__Exercise aim__:
Copy word for word the lines from the entries below, beginning at the line that contains "green helmet in the photograph above." and stopping after the line that contains "(1057, 282)". Give only those lines.
+ + + + +
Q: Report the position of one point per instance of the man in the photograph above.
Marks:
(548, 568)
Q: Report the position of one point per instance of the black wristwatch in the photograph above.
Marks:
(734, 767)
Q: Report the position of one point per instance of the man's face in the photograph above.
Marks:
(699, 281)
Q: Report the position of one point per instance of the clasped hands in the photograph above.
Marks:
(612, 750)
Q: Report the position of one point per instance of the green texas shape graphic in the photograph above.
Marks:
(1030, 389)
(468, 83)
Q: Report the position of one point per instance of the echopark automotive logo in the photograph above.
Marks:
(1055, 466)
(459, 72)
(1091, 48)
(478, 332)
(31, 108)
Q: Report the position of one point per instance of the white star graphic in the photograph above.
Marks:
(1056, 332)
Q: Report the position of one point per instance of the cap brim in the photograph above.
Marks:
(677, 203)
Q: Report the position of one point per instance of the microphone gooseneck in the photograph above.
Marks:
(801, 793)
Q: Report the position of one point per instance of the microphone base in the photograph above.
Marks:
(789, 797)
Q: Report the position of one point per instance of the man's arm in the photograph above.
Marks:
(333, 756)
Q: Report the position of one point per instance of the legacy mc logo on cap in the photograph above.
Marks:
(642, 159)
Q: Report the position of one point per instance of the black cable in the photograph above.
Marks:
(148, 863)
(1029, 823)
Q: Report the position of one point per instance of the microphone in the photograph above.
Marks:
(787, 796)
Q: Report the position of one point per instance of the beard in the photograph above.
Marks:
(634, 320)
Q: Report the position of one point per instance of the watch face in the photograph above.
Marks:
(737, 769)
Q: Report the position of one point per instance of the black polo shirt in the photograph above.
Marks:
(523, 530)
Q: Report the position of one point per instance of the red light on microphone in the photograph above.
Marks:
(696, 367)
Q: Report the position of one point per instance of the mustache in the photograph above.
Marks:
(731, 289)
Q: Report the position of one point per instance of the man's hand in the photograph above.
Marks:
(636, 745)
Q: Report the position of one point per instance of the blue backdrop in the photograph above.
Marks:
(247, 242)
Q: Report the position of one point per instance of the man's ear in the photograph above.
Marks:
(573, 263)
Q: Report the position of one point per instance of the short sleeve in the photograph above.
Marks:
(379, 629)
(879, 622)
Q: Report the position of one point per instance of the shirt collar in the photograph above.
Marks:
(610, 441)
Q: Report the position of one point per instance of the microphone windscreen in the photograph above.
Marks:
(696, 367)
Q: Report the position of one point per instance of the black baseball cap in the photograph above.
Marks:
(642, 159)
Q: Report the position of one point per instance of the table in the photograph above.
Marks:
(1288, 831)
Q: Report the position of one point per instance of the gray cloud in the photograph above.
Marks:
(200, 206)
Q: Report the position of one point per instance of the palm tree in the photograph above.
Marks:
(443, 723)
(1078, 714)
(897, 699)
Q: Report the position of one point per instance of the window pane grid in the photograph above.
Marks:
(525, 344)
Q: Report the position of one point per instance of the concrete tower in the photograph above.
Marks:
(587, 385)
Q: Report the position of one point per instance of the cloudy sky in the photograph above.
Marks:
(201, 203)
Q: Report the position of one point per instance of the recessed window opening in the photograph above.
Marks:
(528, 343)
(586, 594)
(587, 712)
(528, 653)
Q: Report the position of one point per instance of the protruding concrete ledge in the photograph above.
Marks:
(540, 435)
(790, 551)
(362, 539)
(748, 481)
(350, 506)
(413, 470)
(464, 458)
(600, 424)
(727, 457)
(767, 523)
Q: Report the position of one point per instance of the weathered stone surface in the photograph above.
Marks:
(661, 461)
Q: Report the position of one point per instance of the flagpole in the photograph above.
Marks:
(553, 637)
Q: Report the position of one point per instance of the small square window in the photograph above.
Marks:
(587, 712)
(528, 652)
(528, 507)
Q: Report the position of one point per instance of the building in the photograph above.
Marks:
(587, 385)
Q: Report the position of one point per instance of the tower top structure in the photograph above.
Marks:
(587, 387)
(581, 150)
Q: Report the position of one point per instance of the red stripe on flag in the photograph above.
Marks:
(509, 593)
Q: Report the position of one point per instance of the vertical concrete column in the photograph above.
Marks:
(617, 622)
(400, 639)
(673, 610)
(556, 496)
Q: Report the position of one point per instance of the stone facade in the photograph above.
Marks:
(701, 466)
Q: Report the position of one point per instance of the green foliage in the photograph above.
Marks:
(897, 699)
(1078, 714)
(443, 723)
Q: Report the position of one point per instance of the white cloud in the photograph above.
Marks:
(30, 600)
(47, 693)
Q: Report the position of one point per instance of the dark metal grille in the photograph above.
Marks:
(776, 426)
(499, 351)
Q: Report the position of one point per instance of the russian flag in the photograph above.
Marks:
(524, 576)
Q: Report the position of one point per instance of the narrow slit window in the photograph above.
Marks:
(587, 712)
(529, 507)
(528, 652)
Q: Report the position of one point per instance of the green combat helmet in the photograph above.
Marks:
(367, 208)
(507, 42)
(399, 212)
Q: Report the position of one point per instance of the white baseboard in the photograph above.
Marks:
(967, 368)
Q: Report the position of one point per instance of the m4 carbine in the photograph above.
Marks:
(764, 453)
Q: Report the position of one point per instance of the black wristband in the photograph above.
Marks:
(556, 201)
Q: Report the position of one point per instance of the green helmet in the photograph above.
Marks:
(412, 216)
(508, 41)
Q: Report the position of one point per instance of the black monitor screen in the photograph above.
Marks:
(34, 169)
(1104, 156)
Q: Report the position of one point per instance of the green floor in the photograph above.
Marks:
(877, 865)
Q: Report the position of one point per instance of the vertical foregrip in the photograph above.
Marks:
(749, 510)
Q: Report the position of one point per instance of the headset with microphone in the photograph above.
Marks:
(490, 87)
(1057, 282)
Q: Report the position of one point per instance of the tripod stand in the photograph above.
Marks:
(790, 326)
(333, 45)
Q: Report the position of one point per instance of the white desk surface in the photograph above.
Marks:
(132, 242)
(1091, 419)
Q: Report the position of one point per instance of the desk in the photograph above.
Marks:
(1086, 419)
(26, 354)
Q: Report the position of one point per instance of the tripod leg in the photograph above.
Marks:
+ + + + +
__Finished answer__:
Q: Report the position of one point per instance of the green helmet in the photograph above.
Marks:
(412, 216)
(508, 41)
Q: Report the position of one point per instance of the black monitor screen in the photograph above.
Marks:
(34, 169)
(1104, 156)
Q: Report the position of one point per instance of the green floor in the photograph above.
Marks:
(877, 865)
Q: Report the position of one point per instance of the vertical foregrip in the photograph above.
Marks:
(749, 510)
Q: Report the position of one point per instance of the headset with microphone in the photograph above.
Marks:
(490, 87)
(1057, 282)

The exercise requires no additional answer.